-- START Document segment --

Besides Figure 9-2, which you can open up for yourself, here' s a table of the same information:
| MCU | Latch | EPROM |
| /RD | /G | |
| AD7:0 | D7:0 | |
| AD7:0 | D7:0 | |
| Q7:0 | A7:0 | |
| A12:8 | A12:8 | |
| ALE | G |
And here's a picture of my final setup:
Assembled In the USA
Yes, a mark of quality indeed... Anyway, if you've gone this far, why not write a little bit of assembly code just to put your effort over the edge into ridiculousness? Because I am lazy and I use Windows mostly for AVR development, I still use the plain ol' Arduino IDE and blend assembly with C code (also I think it's fun to fly in the face of all the haters of basic Arduino stuff).

-- END Document segment --
-- START Information provided --

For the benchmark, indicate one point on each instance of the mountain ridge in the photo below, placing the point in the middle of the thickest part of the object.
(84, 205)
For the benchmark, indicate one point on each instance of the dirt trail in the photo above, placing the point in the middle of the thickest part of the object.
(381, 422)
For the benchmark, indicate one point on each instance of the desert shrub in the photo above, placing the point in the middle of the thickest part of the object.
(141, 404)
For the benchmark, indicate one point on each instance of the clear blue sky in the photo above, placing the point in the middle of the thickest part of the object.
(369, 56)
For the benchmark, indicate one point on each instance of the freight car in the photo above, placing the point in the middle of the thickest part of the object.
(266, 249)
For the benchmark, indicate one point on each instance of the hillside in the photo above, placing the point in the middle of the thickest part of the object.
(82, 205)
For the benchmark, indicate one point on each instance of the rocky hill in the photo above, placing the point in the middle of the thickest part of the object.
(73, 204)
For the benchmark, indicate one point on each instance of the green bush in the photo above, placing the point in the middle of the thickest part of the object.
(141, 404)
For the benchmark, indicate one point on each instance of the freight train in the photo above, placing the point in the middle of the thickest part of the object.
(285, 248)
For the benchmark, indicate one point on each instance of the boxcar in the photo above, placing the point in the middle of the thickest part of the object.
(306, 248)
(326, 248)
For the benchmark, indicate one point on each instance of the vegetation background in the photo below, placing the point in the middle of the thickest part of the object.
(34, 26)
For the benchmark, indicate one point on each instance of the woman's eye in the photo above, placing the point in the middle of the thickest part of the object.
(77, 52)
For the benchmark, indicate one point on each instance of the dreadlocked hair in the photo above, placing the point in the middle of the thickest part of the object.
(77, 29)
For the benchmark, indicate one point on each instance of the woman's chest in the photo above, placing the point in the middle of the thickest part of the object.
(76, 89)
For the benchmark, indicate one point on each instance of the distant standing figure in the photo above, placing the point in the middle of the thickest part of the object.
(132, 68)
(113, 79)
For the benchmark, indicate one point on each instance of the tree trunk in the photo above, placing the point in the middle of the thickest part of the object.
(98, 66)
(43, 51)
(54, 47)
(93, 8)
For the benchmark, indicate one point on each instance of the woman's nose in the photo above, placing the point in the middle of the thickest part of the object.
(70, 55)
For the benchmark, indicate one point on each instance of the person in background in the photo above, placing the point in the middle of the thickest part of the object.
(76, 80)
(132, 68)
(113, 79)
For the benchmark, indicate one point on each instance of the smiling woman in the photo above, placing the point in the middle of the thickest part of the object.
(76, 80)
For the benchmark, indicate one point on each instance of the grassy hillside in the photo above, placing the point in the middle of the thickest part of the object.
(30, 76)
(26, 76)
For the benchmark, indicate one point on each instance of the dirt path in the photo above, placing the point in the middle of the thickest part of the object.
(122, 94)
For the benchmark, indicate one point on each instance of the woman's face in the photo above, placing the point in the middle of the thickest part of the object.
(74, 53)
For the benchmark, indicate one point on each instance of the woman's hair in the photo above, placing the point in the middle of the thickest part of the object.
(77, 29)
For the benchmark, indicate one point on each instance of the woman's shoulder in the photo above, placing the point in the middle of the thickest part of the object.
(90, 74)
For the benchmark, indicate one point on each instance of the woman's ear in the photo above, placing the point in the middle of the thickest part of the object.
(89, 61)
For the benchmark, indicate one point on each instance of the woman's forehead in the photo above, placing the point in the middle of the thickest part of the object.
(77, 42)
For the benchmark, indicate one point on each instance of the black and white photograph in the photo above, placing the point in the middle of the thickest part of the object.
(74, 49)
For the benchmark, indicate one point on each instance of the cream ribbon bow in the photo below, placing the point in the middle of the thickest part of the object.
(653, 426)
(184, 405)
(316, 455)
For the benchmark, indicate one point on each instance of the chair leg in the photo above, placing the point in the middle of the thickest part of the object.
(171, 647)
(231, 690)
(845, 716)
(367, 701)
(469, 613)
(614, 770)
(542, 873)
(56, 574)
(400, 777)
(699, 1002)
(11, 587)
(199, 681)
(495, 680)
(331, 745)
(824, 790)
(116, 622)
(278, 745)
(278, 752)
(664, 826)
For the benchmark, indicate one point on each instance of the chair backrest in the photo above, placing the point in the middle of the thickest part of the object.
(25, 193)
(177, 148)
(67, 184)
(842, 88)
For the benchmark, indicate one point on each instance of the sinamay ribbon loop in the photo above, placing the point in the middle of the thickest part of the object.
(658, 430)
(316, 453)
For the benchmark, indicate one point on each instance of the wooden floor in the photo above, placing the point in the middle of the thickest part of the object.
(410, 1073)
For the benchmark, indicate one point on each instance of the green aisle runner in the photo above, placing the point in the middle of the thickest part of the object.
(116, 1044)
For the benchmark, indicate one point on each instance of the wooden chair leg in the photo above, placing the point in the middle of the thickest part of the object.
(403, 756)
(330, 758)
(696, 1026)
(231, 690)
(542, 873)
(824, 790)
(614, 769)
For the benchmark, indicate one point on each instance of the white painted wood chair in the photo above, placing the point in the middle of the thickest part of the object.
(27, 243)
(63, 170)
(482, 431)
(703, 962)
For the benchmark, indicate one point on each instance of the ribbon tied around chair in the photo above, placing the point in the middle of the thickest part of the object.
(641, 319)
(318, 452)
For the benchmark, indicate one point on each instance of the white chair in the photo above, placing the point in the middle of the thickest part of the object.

-- END Information provided --

§ **Instruction 1**
For each statement, answer yes or no depending on whether the EPROM wiring passage supports it, and quote the words that decide it: (a) The writer does most AVR development on Windows. (b) The writer has moved away from the Arduino IDE. (c) The writer mixes assembly with C code.
§ **Instruction 2**
Write the next part of the EPROM wiring passage, picking up right after its final sentence.
These entries have nothing to do with the EPROM wiring passage.

§ **Exercise output 1**
(a) Yes: "I use Windows mostly for AVR development"
(b) No: "I still use the plain ol' Arduino IDE"
(c) Yes: "blend assembly with C code"

§ **Exercise output 2**
The macro for running assembly code inside C is called asm(), and each line of assembly can go into a double-quoted string that can be chained back-to-back without commas (but doing multi-line asm() calls is a bit outside the scope of this post). When you add the keyword volatile to it, that lets the compiler know these values are subject to change at any time and the command needs to be rerun with any new values that might have been loaded into the variables representing the arguments. Without using the volatile keyword, you might run a loop from 0 to 32767 with the intent to access the ith element of the EPROM, but only ever access the 0th element of the EPROM because the compiler "optimized" the assembly to assume the address argument doesn't change. Whoops!
I started with the instruction lds (Load Direct from SRAM) to fetch external memory. It takes two arguments: a register (any one register from r0 to r32 will do) and a constant. This constant must be hard-coded into your assembly statement and cannot be provided by a variable. Unfortunately, this doesn't really facilitate testing unless you want to write a really long unrolled loop!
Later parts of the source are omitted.